## [Article]
-*-*-

On January 30, 1998, NRG's 45% owned affiliate, NRG Generating (U.S.) Inc.
(NRGG) gave notice that it intended to seek arbitration of its claim that
the Company sold the MCPC facility to Oklahoma Gas & Electric in violation
of its obligation to offer certain project investments to NRGG under the
Co-Investment Agreement between the Company and NRGG. (See "Form 10-K -
Item 1 - Significant Investments and Acquisitions in 1997 - NRG Generating
(U.S.) Inc.") An arbitration panel has been formed to hear the proceedings.
NRGG is seeking a ruling from the arbitration panel that the Company must
sell the MCPC facility to NRGG. The Company believes that it had no
obligation to offer the MCPC facility to NRGG.

4. SUMMARIZED INCOME STATEMENT INFORMATION OF AFFILIATES

The Company has 20-50% investments in three companies that are considered
significant subsidiaries, as defined by applicable SEC regulations, and
accounts for those investments using the equity method. The following
summarizes the income statements of these unconsolidated entities:




<TABLE>
<CAPTION>
THREE MONTHS ENDED
MARCH 31,
(Thousands of Dollars) 1998 1997
----------------------
(Unaudited)

-*-*-

## [Aim]
According to the excerpt on the NRGG arbitration, what ruling is NRGG seeking from the arbitration panel? The material is taken from a source unrelated to the excerpt.

## [Dataset content]
-*-*-

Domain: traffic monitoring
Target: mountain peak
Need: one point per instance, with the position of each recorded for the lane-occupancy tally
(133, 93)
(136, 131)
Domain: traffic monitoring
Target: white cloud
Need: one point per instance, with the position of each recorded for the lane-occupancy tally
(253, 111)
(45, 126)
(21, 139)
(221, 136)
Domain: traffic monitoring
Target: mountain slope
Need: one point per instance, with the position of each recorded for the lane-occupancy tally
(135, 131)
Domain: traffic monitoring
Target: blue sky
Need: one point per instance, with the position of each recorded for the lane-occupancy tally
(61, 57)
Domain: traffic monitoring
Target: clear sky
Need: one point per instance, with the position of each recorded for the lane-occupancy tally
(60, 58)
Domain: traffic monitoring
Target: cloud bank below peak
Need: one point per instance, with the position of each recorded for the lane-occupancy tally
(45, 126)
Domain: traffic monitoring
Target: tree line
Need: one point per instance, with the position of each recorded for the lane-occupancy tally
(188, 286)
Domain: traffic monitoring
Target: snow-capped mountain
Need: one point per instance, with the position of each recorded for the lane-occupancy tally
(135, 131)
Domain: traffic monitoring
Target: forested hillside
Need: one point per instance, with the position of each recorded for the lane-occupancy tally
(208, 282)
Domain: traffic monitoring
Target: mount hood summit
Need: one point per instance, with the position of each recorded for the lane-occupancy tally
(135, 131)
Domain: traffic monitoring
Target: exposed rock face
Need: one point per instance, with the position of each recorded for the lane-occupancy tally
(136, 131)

-*-*-

## [Exercise response]
NRGG is seeking a ruling that the Company must sell the MCPC facility to NRGG.